GIVEN PASSAGE:
AtlasShrieked
Member
- Jun 12, 2008
- 444
- 14
- 16
not my writing, but an oldie but goodie I loved to post long ago...
``Who is John Goat?''
Dallas turned from the window and looked at the man in the seat
beside her. He had got on at one of the stops outside New York City,
but she had not noticed him before now. He had a bald head that seemed
to rest, like an opaque percolator bulb, atop a pillow of fat that had
once been a neck. His eyes were pale and lifeless.
``Pardon me?''
``Who is John Goat?''
``I don't know. Besides, those words are meaningless nonsense.''
The man nodded. His nod seemed to reject the possibility of objective
knowledge. Dallas turned back to the window and gazed out upon the vast, blank prairies.
A lighted billboard flickered by. Her heart trembled, and she
remembered the first time she had ever heard a radio commercial.
Her brother had told her that bird songs were prettier. But Francisco
had laughed and said, ``When I grow up, I will make birds out of copper and sell them for money.''
And, the next day, he had presented her with his first copper bird,
made from metal he had mined with his own hands.
``Does it know any songs?'' she had asked.
``Only radio commercials.''
And then they had made love . . .
``Pardon me, miss.''
It was the bald man.
``Yes?''
``My name is Waldo Mudge. What's yours?''
``Stank. Dallas Stank.''
``Stank? The Stank who runs the railroad?''
``The same.'' Dallas proudly threw back her head.
``Hmph!'' Mudge sniffed.
``What do you do for a living, Mr. Mudge?''
``I'm a humanitarian. I live for others. Why do you look at me that
way? I give all my blood to the poor. Organs, too. Right now, I'm nothing
but an empty balloon. Don't look at me like that. Do you want to know
what keeps me alive? My love for mankind---something you would never
understand!''
``You're right, I . . . What's that hissing I hear?''
``Hissing? What? Oh, no!''
Suddenly, Waldo Mudge deflated.

(Region pointing data)
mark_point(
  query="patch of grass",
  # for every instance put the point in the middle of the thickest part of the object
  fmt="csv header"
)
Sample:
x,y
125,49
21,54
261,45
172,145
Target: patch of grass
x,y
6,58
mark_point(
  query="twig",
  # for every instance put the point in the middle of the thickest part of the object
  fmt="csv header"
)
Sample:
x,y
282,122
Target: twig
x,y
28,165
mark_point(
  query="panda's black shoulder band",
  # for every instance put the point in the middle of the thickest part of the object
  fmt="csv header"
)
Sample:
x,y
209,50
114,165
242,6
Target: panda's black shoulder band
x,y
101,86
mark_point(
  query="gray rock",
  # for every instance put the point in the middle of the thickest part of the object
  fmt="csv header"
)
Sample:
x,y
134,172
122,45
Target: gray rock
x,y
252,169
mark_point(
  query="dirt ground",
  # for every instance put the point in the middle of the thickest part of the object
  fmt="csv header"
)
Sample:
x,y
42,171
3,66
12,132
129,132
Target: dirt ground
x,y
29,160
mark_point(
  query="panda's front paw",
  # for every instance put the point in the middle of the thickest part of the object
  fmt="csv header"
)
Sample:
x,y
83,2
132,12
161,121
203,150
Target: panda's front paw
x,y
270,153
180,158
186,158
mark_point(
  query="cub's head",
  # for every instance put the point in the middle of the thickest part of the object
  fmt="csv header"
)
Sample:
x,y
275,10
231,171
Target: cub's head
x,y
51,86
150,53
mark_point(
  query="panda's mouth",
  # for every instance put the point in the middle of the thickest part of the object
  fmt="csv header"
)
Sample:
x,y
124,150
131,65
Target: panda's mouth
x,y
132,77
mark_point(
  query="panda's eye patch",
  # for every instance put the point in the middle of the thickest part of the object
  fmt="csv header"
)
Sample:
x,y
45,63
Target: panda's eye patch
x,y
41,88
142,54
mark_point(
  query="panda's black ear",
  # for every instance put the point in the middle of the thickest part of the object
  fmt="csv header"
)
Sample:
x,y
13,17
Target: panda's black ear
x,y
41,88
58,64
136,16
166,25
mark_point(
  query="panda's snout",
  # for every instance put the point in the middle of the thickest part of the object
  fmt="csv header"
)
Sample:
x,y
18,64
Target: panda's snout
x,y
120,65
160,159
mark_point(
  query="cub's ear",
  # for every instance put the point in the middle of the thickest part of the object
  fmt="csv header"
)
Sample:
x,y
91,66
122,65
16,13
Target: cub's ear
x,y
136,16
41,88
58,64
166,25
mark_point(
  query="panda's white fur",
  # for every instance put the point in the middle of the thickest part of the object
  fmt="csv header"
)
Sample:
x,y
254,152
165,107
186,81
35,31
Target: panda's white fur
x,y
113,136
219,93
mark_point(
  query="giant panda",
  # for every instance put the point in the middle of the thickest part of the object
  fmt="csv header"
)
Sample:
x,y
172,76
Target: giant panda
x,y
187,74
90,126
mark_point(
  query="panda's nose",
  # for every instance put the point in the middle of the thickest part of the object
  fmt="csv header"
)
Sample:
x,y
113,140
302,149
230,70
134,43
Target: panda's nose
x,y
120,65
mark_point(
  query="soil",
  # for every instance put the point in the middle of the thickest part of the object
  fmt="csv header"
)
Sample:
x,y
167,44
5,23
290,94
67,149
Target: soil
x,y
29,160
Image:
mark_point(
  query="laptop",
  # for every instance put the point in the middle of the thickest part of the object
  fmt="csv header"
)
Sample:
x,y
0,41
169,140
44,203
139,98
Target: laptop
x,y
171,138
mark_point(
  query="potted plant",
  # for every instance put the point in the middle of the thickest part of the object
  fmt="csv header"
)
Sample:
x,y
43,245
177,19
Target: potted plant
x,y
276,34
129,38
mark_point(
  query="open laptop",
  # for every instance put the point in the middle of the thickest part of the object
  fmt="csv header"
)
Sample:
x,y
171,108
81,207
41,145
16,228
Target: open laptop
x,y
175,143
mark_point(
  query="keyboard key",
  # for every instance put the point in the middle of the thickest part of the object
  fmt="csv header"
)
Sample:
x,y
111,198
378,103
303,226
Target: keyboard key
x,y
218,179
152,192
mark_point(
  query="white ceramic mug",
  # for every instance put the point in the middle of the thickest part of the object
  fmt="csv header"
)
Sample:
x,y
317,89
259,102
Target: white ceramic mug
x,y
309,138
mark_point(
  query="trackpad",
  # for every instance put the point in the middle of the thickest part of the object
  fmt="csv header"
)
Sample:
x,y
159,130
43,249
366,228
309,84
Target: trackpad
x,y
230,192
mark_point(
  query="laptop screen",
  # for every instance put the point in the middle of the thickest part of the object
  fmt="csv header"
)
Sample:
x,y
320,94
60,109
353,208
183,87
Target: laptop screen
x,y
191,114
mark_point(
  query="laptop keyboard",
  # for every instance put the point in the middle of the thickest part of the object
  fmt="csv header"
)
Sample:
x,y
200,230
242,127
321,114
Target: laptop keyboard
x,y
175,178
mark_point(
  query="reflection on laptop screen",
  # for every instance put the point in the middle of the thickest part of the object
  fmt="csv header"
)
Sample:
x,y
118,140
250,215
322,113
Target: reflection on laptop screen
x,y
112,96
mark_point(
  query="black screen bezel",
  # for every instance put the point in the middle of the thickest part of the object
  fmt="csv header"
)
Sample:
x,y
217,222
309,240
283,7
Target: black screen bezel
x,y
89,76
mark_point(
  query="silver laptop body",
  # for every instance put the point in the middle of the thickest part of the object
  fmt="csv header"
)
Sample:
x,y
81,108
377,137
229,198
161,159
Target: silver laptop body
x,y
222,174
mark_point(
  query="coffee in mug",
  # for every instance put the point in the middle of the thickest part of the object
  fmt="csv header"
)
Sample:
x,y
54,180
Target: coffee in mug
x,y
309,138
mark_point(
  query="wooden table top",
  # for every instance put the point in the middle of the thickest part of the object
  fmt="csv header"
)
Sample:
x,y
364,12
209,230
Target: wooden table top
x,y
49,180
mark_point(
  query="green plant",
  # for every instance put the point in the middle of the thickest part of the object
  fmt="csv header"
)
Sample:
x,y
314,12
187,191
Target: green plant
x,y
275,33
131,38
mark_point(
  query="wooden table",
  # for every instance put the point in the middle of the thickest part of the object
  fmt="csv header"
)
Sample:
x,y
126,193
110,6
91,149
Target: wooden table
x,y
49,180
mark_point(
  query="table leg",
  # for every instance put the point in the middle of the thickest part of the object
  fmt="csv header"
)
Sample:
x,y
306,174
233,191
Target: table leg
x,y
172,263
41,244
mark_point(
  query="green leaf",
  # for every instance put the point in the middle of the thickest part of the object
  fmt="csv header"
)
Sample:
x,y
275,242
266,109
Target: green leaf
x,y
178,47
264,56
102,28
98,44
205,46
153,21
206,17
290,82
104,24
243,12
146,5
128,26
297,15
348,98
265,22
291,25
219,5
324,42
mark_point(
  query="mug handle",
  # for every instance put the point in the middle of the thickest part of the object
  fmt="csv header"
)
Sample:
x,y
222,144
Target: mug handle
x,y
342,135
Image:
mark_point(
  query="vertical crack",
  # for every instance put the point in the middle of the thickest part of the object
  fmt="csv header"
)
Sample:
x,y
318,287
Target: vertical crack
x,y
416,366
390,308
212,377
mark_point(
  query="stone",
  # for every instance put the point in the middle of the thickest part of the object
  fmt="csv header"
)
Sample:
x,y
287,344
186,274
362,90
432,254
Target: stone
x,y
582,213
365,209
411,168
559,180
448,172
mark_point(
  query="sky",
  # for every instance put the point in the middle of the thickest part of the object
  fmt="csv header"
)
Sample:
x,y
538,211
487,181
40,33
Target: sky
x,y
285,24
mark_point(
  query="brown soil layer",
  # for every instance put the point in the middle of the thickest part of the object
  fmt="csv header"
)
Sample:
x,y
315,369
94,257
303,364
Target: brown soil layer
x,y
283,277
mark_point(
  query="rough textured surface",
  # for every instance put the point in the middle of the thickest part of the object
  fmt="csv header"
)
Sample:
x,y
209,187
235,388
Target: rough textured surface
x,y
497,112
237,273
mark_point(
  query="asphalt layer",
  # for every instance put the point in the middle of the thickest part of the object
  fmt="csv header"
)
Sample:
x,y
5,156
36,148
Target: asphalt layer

WHAT YOU HAVE TO DO:
In the Dallas Stank story, retype the passage from "A lighted billboard" to "she had asked.".

TASK RESPONSE:
A lighted billboard flickered by. Her heart trembled, and she
remembered the first time she had ever heard a radio commercial.
Her brother had told her that bird songs were prettier. But Francisco
had laughed and said, ``When I grow up, I will make birds out of copper and sell them for money.''
And, the next day, he had presented her with his first copper bird,
made from metal he had mined with his own hands.
``Does it know any songs?'' she had asked.